Retype the records below exactly as they appear, but leave out any pictures.

===== DATA TO USE

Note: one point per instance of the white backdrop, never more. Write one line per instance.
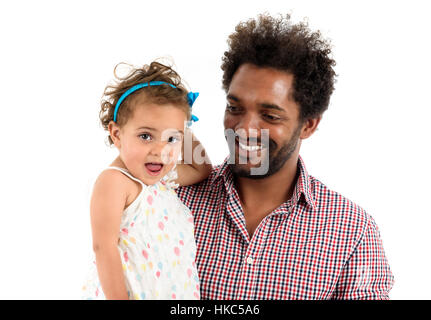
(57, 56)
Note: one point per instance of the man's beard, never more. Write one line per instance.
(276, 159)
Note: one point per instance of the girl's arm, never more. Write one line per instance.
(195, 165)
(107, 204)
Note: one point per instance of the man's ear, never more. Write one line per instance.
(309, 126)
(114, 132)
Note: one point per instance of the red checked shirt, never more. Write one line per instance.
(317, 245)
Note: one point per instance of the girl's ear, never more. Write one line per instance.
(114, 132)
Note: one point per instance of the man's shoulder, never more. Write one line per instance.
(205, 185)
(333, 205)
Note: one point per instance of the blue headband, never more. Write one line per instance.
(191, 96)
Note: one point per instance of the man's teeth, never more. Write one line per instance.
(249, 148)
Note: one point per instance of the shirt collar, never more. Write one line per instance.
(302, 187)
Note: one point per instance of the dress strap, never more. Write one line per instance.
(127, 174)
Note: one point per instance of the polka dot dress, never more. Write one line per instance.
(156, 245)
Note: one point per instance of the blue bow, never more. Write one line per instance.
(191, 97)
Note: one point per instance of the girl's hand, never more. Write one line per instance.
(190, 171)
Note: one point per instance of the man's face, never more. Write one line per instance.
(262, 113)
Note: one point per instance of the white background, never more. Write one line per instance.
(57, 56)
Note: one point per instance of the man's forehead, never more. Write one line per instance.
(261, 85)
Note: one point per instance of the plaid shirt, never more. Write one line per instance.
(317, 245)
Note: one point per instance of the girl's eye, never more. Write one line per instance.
(145, 136)
(173, 139)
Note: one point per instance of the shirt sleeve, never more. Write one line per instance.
(367, 274)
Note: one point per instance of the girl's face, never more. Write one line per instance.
(151, 140)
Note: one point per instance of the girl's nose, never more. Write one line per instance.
(157, 148)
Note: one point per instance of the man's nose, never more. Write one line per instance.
(249, 122)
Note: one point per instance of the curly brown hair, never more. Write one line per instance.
(275, 42)
(162, 94)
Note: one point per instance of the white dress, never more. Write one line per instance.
(156, 245)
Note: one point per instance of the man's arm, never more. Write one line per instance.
(367, 274)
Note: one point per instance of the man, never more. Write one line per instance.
(281, 234)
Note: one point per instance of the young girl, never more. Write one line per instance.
(142, 233)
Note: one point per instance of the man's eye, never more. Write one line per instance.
(270, 117)
(145, 136)
(232, 109)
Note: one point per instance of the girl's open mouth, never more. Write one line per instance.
(154, 168)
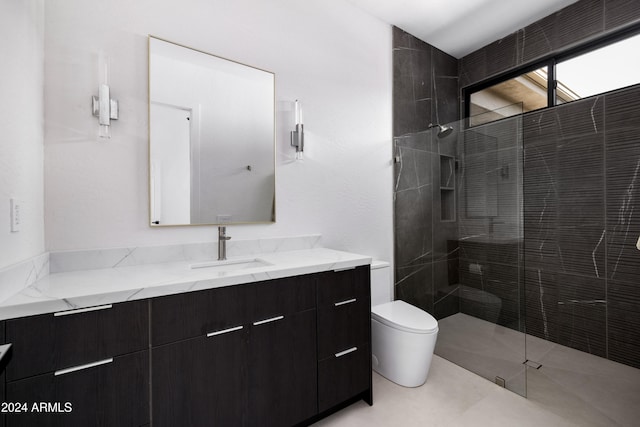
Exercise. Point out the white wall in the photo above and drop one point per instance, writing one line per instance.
(21, 129)
(331, 56)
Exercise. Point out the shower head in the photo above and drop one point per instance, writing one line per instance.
(442, 130)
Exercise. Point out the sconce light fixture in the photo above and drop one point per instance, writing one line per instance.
(297, 135)
(102, 106)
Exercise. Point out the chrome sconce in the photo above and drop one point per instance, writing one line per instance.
(297, 135)
(102, 106)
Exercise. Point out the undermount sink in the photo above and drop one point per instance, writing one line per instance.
(232, 264)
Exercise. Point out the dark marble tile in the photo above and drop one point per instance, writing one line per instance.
(445, 93)
(417, 141)
(623, 322)
(623, 193)
(582, 313)
(414, 285)
(424, 112)
(447, 304)
(583, 118)
(620, 12)
(503, 282)
(445, 88)
(421, 71)
(502, 54)
(473, 68)
(440, 276)
(541, 304)
(444, 65)
(453, 262)
(413, 226)
(536, 40)
(540, 128)
(578, 21)
(404, 108)
(581, 251)
(414, 171)
(566, 309)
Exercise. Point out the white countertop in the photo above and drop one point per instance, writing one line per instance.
(86, 288)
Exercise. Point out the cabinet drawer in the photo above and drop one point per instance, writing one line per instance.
(343, 326)
(49, 342)
(194, 314)
(337, 286)
(110, 394)
(281, 297)
(343, 376)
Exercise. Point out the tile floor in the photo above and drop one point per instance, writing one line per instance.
(571, 388)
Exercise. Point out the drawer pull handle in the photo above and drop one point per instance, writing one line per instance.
(82, 310)
(349, 301)
(273, 319)
(342, 353)
(224, 331)
(81, 367)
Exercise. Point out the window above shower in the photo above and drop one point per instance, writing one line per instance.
(598, 67)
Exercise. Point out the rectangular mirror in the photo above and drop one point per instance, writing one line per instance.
(211, 139)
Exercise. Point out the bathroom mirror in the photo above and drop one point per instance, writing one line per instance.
(211, 139)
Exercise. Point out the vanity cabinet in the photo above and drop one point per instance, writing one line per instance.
(252, 364)
(344, 337)
(280, 352)
(80, 367)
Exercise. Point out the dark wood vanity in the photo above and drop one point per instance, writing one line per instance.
(281, 352)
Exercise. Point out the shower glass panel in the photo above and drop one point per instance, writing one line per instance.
(480, 312)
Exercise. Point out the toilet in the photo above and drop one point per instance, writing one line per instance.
(403, 336)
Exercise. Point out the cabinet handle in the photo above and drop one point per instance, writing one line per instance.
(224, 331)
(273, 319)
(81, 367)
(349, 301)
(342, 353)
(337, 270)
(82, 310)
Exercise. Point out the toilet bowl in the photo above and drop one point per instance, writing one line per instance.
(403, 339)
(403, 336)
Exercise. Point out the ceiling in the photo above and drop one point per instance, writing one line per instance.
(459, 27)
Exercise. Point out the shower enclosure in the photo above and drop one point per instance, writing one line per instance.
(518, 235)
(483, 327)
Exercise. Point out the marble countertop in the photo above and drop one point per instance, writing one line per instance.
(87, 288)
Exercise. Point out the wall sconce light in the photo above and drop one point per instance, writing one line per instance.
(297, 135)
(102, 106)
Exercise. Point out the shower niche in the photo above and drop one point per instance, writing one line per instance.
(447, 188)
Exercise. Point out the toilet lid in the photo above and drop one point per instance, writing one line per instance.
(400, 315)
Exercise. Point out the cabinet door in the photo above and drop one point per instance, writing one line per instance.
(201, 381)
(115, 393)
(283, 370)
(344, 337)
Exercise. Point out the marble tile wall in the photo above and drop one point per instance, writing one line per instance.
(581, 163)
(575, 23)
(582, 170)
(425, 89)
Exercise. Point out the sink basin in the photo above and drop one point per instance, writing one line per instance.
(232, 264)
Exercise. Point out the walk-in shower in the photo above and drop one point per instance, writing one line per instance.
(519, 236)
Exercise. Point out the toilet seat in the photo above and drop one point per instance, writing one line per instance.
(405, 317)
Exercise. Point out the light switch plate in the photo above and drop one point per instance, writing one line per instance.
(16, 215)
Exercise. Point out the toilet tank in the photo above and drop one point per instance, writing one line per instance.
(381, 286)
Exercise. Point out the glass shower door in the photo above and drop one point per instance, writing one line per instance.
(482, 328)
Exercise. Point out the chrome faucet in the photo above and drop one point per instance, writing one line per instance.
(222, 243)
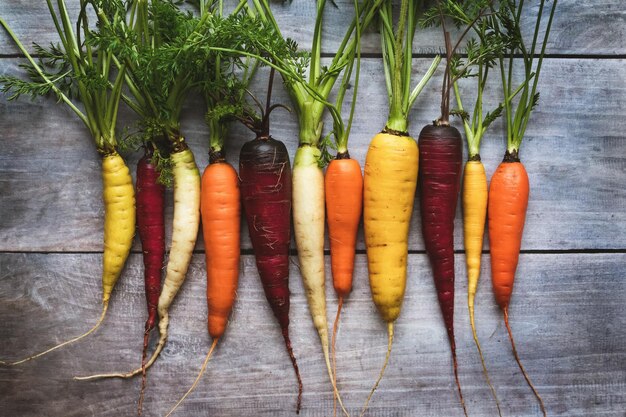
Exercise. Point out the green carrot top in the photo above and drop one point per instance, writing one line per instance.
(517, 113)
(398, 58)
(74, 69)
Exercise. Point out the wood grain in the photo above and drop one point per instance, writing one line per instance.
(578, 28)
(569, 329)
(51, 182)
(566, 312)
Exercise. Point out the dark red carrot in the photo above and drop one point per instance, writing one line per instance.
(440, 153)
(151, 228)
(265, 174)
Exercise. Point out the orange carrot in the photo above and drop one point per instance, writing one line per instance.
(220, 207)
(344, 202)
(508, 200)
(343, 185)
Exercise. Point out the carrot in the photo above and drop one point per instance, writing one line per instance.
(343, 186)
(440, 174)
(151, 228)
(265, 174)
(440, 161)
(100, 107)
(220, 208)
(391, 168)
(310, 99)
(509, 189)
(184, 233)
(474, 195)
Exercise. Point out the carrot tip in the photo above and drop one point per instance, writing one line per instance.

==========

TASK ANSWER:
Note: one point per instance of the white backdrop, never more. Write one line per instance.
(57, 56)
Note: one point per instance of the man's beard, never more. Write one line per instance.
(276, 159)
Note: one point per instance of the girl's arm, never more. Write one line per instance.
(195, 165)
(107, 204)
Note: one point per instance of the man's ear, never more. Write one line per instance.
(309, 126)
(114, 132)
Note: one point per instance of the red checked shirt, never more. Write one line per instance.
(317, 245)
Note: one point per instance of the girl's ear, never more. Write one line per instance.
(114, 132)
Note: one point per instance of the man's shoulder, never more. Write one line per instance.
(205, 185)
(333, 205)
Note: one point per instance of the blue headband, never more. Write one line per instance.
(191, 96)
Note: one point per instance of the man's teeth, never more. Write one line per instance.
(249, 148)
Note: one point per instance of the shirt collar, never more. Write one line per instance.
(302, 187)
Note: one point per instance of the dress strap, never more. Write one line per instance.
(127, 174)
Note: one point per instance of the polka dot dress, never more. Write one line per instance.
(156, 245)
Note: one point per instance of the blue bow, never more. Write one line per instance.
(191, 97)
Note: one point per instance of the girl's hand, never more. Write one line per instance.
(190, 171)
Note: one point per instance of the man's face, never more. Write one line per instance.
(262, 113)
Note: one point per instance of the white background, never more. Write one line per instance.
(57, 56)
Note: one point per instance of the man's forehead, never more. Write one line per instance.
(261, 85)
Note: one point per instance of the plaid shirt, never more. Write one line per instance.
(317, 245)
Note: one point per instance of the girl's eye, never more. Write one line per instance.
(145, 136)
(173, 139)
Note: one point per instance of the shirt sleeve, never more. Write one line per instance.
(367, 274)
Note: one point per instance of the girl's face, never more. Write one line per instance.
(151, 140)
Note: one point per instance of the girl's nose, never more. Write one line per instance.
(157, 148)
Note: one point per instance of the man's nose, never more. Write one line per instance.
(249, 122)
Note: one point per instance of the curly brown hair, never more. Write one line per instance.
(275, 42)
(162, 94)
Note: one point per instance of the white dress, never more. Write one line per instance.
(156, 245)
Note: one point per instance of the man's arm, never more. Write one line per instance.
(367, 274)
Note: one point per instance of the man, never more. Write one line per instance.
(281, 234)
Note: one point per instance of the young girl, never more. Write one line per instance.
(142, 233)
Note: one point per instance of the man's eye, never more. Write one line per instance.
(270, 117)
(145, 136)
(232, 109)
Note: one point per instance of the girl's open mouth, never more. Write one line per instance.
(154, 168)
Exercise. Point out the white wall in the photo above and drop one point per instance, writing one line per instance.
(21, 129)
(331, 56)
Exercise. Point out the shower head in the photo above and drop one point per instance, writing one line per instance.
(442, 130)
Exercise. Point out the sconce light fixture in the photo above and drop one point per instance, writing one line per instance.
(297, 135)
(102, 106)
Exercise. Point out the chrome sconce in the photo above and drop one point per instance, writing one line per instance.
(297, 135)
(102, 106)
Exercise. Point out the undermount sink in the photo above and drop one point per instance, writing one line per instance.
(232, 264)
Exercise. Point out the dark marble tile in the photo above and drop one point per instance, writing one line per instance.
(445, 93)
(417, 141)
(623, 322)
(623, 193)
(582, 313)
(414, 285)
(424, 112)
(447, 304)
(583, 118)
(620, 12)
(503, 282)
(445, 88)
(421, 71)
(502, 54)
(473, 68)
(440, 276)
(541, 304)
(444, 65)
(453, 262)
(413, 226)
(536, 40)
(540, 128)
(578, 21)
(404, 108)
(581, 251)
(414, 171)
(566, 309)
Exercise. Point out the white countertop in the photo above and drop one point per instance, writing one line per instance.
(86, 288)
Exercise. Point out the cabinet drawer in the photo above and drop one point per instance, writing one line per instance.
(343, 326)
(49, 342)
(194, 314)
(337, 286)
(110, 394)
(281, 297)
(343, 376)
Exercise. Point out the tile floor in the photo above and drop one point per instance, writing one line per instance.
(571, 388)
Exercise. Point out the drawer pull handle in the photo above and drop one point per instance, writing one line per instance.
(82, 310)
(349, 301)
(273, 319)
(342, 353)
(224, 331)
(81, 367)
Exercise. Point out the window above shower in the photo above and drop one point per instance, writing one line per instance.
(598, 67)
Exercise. Point out the rectangular mirror in the photo above and drop one point per instance, writing one line per instance.
(211, 139)
Exercise. Point out the bathroom mirror in the photo above and drop one point per instance, writing one line per instance.
(211, 139)
Exercise. Point out the vanity cabinet in the photo above and drop one point per instance, writing one line per instance.
(252, 364)
(344, 337)
(280, 352)
(80, 367)
Exercise. Point out the dark wood vanity in the photo above and drop one point per instance, writing one line per instance.
(281, 352)
Exercise. Point out the shower glass panel in the photo above and drop one point per instance, writing one line per instance.
(480, 312)
Exercise. Point out the toilet in the photo above and drop one point per instance, writing one line per instance.
(403, 336)
Exercise. Point out the cabinet handle in the photo above and drop one point per instance, writing one line per instance.
(224, 331)
(273, 319)
(81, 367)
(349, 301)
(342, 353)
(337, 270)
(82, 310)
Exercise. Point out the toilet bowl in the photo above and drop one point per instance, writing one line per instance.
(403, 339)
(403, 336)
Exercise. Point out the ceiling in the photo above and drop one point per instance, writing one line per instance.
(459, 27)
Exercise. Point out the shower enclosure in the photo above and drop one point per instance, writing one line per instance.
(518, 235)
(483, 327)
Exercise. Point out the marble countertop in the photo above and drop one point per instance, writing one line per instance.
(87, 288)
Exercise. Point out the wall sconce light in the photo above and drop one point per instance, writing one line per instance.
(297, 135)
(102, 106)
Exercise. Point out the shower niche in the photo above and drop one point per instance, writing one line per instance.
(447, 188)
Exercise. Point out the toilet lid in the photo above and drop one point per instance, writing one line per instance.
(400, 315)
Exercise. Point out the cabinet door in the photo above and drop one point per instance, writing one line per instance.
(201, 381)
(115, 393)
(283, 370)
(344, 337)
Exercise. Point out the marble tile wall in the photo above and drop one point per instance, writing one line per instance.
(581, 163)
(575, 23)
(582, 170)
(425, 89)
Exercise. Point out the sink basin in the photo above and drop one point per instance, writing one line per instance.
(232, 264)
Exercise. Point out the walk-in shower in the photo above and drop one point per instance, writing one line per instance.
(519, 236)
Exercise. Point out the toilet seat in the photo above and drop one point per instance, writing one line per instance.
(405, 317)
Exercise. Point out the light switch plate in the photo above and drop one point per instance, writing one line per instance.
(16, 215)
Exercise. Point out the toilet tank in the photo above and drop one point per instance, writing one line per instance.
(381, 286)
Exercise. Point out the glass shower door in the photo above and drop one point per instance, writing one line per instance.
(482, 328)
Exercise. Point out the chrome faucet in the photo above and drop one point per instance, writing one line per instance.
(222, 243)
Exercise. Point out the green carrot top in the photo above and drop one point per instance, writing one line per instance.
(517, 113)
(398, 58)
(74, 69)
Exercise. Point out the wood grain in the photo above and drop one point per instance, writing one line per instance.
(578, 28)
(569, 329)
(51, 182)
(566, 312)
Exercise. Point out the dark red carrot in the photo above and drop one point per instance, writing one line per instance.
(440, 153)
(151, 228)
(265, 174)
Exercise. Point out the orange carrot in the photo above and drop one point per instance, writing one line per instance.
(220, 207)
(344, 202)
(508, 200)
(343, 185)
Exercise. Point out the carrot in the photo above and drop one point per instance, writing one line per instance.
(343, 186)
(440, 174)
(151, 228)
(265, 174)
(440, 161)
(100, 107)
(220, 208)
(391, 168)
(310, 99)
(509, 189)
(184, 233)
(474, 195)
Exercise. Point out the carrot tip in the photo above and drop one point per instance, writing one line per instance.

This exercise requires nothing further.